**Task goal**
Reproduce, character for character, the part of the listing below that runs from the line with "task: outline the bus emblem" up to and including the line with "258 162 L 257".

**Data provided**
_____

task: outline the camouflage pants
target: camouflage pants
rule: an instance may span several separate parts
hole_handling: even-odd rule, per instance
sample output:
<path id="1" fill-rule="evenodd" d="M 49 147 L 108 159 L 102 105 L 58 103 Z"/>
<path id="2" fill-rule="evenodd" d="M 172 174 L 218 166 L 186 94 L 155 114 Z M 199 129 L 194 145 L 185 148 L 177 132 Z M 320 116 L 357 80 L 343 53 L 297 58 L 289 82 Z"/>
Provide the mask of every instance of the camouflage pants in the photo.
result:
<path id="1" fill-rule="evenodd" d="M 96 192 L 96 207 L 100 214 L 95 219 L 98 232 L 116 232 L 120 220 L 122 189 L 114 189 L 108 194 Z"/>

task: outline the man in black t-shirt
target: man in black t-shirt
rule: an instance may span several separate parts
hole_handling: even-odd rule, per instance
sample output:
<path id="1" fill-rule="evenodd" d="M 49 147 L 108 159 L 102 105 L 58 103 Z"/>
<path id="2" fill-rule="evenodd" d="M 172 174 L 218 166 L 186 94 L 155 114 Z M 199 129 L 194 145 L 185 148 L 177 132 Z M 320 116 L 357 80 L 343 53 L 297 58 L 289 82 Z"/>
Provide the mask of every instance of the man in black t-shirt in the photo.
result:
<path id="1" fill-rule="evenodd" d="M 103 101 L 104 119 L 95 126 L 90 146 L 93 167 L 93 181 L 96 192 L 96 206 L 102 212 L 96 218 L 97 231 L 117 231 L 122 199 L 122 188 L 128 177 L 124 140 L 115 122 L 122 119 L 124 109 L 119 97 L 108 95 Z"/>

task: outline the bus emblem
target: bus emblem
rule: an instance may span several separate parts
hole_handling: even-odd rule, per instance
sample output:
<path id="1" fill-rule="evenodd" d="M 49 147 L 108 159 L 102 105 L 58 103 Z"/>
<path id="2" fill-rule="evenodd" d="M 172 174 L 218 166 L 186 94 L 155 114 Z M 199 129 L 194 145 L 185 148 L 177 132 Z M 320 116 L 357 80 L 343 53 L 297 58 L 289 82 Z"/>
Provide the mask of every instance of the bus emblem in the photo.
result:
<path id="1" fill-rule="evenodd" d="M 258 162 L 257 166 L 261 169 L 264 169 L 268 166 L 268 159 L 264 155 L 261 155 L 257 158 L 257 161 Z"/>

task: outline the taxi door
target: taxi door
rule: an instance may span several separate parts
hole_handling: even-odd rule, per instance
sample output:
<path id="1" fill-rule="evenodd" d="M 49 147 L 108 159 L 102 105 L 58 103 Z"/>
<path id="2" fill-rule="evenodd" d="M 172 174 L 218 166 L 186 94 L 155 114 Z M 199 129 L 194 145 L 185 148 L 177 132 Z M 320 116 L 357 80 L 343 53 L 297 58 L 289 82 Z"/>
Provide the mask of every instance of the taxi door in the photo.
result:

_____

**Correct output**
task: outline the bus emblem
target: bus emblem
rule: an instance may span several separate parts
hole_handling: even-odd rule, per instance
sample output:
<path id="1" fill-rule="evenodd" d="M 49 147 L 108 159 L 102 105 L 58 103 Z"/>
<path id="2" fill-rule="evenodd" d="M 172 174 L 218 166 L 186 94 L 155 114 Z M 199 129 L 194 145 L 185 148 L 177 132 Z M 320 116 L 357 80 L 343 53 L 297 58 L 289 82 Z"/>
Provide the mask of every instance of the bus emblem in the photo.
result:
<path id="1" fill-rule="evenodd" d="M 258 162 L 257 166 L 261 169 L 264 169 L 268 166 L 268 159 L 264 155 L 261 155 L 257 158 L 257 161 Z"/>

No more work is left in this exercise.